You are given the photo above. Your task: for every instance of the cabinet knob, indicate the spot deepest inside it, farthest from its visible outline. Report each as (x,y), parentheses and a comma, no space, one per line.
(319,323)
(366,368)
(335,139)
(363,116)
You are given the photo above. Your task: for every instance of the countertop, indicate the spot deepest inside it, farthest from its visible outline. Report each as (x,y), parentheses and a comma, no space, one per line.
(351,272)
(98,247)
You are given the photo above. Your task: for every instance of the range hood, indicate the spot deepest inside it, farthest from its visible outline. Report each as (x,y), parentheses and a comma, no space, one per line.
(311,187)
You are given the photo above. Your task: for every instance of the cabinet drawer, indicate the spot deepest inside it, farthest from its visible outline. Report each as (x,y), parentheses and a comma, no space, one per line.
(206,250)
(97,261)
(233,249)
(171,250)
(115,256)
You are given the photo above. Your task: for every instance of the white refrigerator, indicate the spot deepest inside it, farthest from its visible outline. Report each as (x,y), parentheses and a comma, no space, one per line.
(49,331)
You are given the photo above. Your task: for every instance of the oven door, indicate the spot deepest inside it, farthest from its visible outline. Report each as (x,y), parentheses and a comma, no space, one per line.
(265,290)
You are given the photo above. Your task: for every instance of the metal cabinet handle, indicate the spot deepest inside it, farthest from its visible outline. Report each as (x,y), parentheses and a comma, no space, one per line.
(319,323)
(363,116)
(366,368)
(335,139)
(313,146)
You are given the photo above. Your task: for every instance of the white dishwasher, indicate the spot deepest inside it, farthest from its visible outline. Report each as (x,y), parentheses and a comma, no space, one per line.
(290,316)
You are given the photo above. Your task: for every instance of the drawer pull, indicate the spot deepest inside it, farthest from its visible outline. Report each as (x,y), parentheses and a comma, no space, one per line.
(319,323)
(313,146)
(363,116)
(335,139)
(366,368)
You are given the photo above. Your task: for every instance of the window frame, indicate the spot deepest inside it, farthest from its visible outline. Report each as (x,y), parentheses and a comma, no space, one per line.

Instruction:
Starting at the line that contains "of the drawer" and continuing through the end of the records, write those lines out again with "window frame" switched to "window sill" and nothing else changed.

Response to the task:
You are given the photo above. Your task: for every instance of the drawer pull, indicate the spot deepest inside it, farthest from its visible outline. Report each as (x,y), parentheses and a comma, no space, one per line.
(319,323)
(313,146)
(363,116)
(335,139)
(366,368)
You are given the photo above. Your task: for every instance of the window sill, indicate the spot deepest inside it, farthest from its visible outline. Report each as (x,y), parentheses and a comma, no space, one per line.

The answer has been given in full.